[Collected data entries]

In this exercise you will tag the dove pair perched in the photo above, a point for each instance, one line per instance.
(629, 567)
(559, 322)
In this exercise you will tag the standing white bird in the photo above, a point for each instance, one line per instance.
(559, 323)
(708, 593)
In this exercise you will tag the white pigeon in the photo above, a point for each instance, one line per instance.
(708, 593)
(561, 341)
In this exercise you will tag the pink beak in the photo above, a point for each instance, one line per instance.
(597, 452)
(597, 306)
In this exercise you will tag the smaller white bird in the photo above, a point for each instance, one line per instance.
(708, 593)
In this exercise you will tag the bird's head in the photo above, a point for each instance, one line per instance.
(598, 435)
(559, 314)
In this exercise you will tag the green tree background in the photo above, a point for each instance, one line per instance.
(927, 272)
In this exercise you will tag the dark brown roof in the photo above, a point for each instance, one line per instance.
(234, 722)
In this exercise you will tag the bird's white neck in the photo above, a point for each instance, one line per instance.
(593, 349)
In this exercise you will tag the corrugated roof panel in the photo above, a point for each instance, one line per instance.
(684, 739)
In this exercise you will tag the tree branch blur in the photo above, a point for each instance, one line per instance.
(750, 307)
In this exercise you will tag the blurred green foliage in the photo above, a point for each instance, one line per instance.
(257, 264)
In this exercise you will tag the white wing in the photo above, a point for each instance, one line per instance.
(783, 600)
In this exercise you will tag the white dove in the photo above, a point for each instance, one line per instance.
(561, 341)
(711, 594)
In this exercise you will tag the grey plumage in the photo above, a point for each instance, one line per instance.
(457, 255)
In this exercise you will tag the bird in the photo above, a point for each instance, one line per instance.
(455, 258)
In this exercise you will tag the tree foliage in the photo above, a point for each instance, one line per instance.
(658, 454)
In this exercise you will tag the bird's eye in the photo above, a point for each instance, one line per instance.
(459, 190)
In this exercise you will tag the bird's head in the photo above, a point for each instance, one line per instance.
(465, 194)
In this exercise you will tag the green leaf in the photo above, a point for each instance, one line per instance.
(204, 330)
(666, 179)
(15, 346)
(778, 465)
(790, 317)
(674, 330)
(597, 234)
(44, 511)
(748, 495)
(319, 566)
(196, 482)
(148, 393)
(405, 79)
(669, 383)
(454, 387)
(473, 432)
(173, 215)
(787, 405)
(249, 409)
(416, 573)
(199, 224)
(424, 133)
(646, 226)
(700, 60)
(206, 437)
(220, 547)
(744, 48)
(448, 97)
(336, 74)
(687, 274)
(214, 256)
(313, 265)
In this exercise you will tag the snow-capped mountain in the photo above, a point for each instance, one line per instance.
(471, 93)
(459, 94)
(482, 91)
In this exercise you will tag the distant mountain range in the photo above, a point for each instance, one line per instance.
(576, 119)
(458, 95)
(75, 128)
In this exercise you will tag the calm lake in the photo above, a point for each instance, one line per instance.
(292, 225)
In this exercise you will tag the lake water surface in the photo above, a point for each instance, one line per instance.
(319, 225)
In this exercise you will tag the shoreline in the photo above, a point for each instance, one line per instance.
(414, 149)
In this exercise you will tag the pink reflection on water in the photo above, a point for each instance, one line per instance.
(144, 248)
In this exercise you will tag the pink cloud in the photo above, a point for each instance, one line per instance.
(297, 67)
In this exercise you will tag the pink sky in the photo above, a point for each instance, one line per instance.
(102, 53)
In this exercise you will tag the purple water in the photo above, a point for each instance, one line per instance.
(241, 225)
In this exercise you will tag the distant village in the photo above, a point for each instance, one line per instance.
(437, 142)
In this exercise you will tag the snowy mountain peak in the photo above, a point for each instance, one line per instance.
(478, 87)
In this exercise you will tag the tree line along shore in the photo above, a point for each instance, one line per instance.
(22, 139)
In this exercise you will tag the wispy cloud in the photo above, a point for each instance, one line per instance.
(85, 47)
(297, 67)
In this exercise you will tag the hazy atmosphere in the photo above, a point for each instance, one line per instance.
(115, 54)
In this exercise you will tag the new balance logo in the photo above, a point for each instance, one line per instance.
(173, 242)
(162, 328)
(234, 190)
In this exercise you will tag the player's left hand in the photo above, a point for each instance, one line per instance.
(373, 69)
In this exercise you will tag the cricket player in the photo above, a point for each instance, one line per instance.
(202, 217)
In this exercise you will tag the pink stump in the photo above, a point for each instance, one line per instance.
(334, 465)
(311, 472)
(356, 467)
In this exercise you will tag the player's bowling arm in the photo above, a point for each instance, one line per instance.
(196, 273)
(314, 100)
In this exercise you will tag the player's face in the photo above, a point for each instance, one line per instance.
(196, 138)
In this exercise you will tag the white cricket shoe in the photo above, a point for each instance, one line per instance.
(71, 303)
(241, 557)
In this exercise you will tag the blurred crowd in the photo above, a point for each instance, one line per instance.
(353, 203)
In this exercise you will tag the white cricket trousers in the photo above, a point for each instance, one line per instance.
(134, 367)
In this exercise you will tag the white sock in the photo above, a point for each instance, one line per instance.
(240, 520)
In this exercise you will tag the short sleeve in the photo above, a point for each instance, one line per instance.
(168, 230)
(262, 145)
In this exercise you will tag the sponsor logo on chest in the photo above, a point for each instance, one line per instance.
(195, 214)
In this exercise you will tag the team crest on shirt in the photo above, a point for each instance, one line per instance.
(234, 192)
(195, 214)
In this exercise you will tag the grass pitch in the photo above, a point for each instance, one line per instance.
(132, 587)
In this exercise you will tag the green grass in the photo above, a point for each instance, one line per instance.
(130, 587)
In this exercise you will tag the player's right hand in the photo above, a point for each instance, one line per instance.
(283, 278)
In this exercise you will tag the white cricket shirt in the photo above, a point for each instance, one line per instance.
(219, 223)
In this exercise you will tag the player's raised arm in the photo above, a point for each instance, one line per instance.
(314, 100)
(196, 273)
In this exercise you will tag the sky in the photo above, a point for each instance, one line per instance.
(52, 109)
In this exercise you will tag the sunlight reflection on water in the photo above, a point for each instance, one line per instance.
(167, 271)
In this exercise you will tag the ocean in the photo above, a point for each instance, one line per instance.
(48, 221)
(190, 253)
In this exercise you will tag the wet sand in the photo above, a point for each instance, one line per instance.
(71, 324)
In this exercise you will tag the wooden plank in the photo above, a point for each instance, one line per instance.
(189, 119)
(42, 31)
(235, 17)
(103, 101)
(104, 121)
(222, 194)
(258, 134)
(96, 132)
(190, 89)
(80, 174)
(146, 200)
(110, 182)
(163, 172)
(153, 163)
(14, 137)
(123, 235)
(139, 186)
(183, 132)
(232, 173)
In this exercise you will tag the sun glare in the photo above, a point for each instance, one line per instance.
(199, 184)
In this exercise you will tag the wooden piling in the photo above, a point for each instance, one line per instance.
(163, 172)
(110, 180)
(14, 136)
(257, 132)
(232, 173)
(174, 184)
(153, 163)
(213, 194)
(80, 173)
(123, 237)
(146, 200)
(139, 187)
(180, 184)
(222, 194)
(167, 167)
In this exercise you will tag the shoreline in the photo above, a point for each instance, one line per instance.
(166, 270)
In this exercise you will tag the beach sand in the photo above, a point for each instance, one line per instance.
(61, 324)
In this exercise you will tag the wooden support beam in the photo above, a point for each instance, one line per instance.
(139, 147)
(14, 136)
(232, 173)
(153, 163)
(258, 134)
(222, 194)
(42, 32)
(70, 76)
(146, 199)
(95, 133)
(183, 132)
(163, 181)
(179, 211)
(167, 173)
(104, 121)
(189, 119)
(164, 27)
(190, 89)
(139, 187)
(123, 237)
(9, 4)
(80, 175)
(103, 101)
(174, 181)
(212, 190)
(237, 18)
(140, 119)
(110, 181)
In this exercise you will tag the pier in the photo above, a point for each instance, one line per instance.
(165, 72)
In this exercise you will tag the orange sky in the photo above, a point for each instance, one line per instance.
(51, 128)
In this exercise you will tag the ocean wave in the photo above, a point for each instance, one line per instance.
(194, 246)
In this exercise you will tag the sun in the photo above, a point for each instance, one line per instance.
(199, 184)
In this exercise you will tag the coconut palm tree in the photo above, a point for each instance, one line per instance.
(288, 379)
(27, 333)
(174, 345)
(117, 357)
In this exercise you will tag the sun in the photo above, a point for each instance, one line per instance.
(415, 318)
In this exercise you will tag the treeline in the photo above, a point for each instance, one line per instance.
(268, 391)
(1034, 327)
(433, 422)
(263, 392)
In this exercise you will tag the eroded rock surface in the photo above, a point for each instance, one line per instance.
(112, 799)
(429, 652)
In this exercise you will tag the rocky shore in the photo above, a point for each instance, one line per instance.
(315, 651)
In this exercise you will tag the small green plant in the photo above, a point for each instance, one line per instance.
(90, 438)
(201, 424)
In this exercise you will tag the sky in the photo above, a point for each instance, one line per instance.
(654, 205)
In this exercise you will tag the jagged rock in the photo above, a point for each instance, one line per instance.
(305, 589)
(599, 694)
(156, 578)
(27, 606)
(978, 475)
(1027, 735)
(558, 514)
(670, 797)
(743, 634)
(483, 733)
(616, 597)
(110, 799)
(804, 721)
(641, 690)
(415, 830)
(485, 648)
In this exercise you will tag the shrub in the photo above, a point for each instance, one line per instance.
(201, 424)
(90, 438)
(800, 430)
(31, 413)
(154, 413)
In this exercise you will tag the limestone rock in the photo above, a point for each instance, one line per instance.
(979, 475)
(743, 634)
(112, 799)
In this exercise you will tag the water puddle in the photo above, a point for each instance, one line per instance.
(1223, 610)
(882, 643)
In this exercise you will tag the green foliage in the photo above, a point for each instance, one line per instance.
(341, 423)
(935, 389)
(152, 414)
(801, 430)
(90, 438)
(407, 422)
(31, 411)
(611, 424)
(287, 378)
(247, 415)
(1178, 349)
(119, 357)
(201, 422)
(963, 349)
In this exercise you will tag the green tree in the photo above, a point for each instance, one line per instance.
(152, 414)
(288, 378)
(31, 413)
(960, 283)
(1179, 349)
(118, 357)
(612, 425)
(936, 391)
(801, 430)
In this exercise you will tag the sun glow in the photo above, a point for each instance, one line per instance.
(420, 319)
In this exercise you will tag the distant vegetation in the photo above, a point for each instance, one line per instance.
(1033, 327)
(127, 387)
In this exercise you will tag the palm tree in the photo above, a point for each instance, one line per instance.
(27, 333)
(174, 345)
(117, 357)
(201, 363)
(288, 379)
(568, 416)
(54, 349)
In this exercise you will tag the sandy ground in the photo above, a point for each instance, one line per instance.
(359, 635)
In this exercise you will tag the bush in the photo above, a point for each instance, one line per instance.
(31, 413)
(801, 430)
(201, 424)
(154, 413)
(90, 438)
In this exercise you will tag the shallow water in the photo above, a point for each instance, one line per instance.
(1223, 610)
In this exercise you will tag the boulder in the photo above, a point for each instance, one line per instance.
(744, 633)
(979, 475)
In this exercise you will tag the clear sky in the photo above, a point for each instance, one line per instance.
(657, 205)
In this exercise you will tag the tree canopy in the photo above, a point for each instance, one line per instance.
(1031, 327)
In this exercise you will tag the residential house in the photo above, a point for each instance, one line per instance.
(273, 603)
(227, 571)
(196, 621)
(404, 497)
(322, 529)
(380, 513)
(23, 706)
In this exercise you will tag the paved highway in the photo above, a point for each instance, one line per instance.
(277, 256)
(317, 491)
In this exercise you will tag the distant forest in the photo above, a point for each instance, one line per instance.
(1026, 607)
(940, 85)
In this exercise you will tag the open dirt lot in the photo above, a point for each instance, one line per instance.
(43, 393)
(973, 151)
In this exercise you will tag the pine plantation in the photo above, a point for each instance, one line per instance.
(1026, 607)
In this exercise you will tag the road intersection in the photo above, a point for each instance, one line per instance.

Problem to solve
The line containing "In this exercise you will tag the residential" opens the range, and the last line of the entries closes it; copy that range exactly.

Result for this exercise
In this exercise you will tag the residential house in the photo above, a point for each instance, one line per instance.
(273, 603)
(227, 571)
(196, 621)
(404, 497)
(322, 529)
(380, 513)
(23, 706)
In this exercise you will tag the paved highway in the photo above, a point for each instance, one line per instance.
(277, 256)
(317, 491)
In this exercise you will tag the distant forest in the photo above, a point for each instance, one line per instance.
(1026, 607)
(940, 85)
In this exercise you will tag the open dirt lot in the photo above, a point for each instance, one line per instance.
(43, 393)
(973, 151)
In this exercise you will tag the pine plantation in the photo above, a point for each instance, one line per instance.
(1026, 607)
In this exercise you will tag the road intersection in the photo above, a point for each instance, one line per instance.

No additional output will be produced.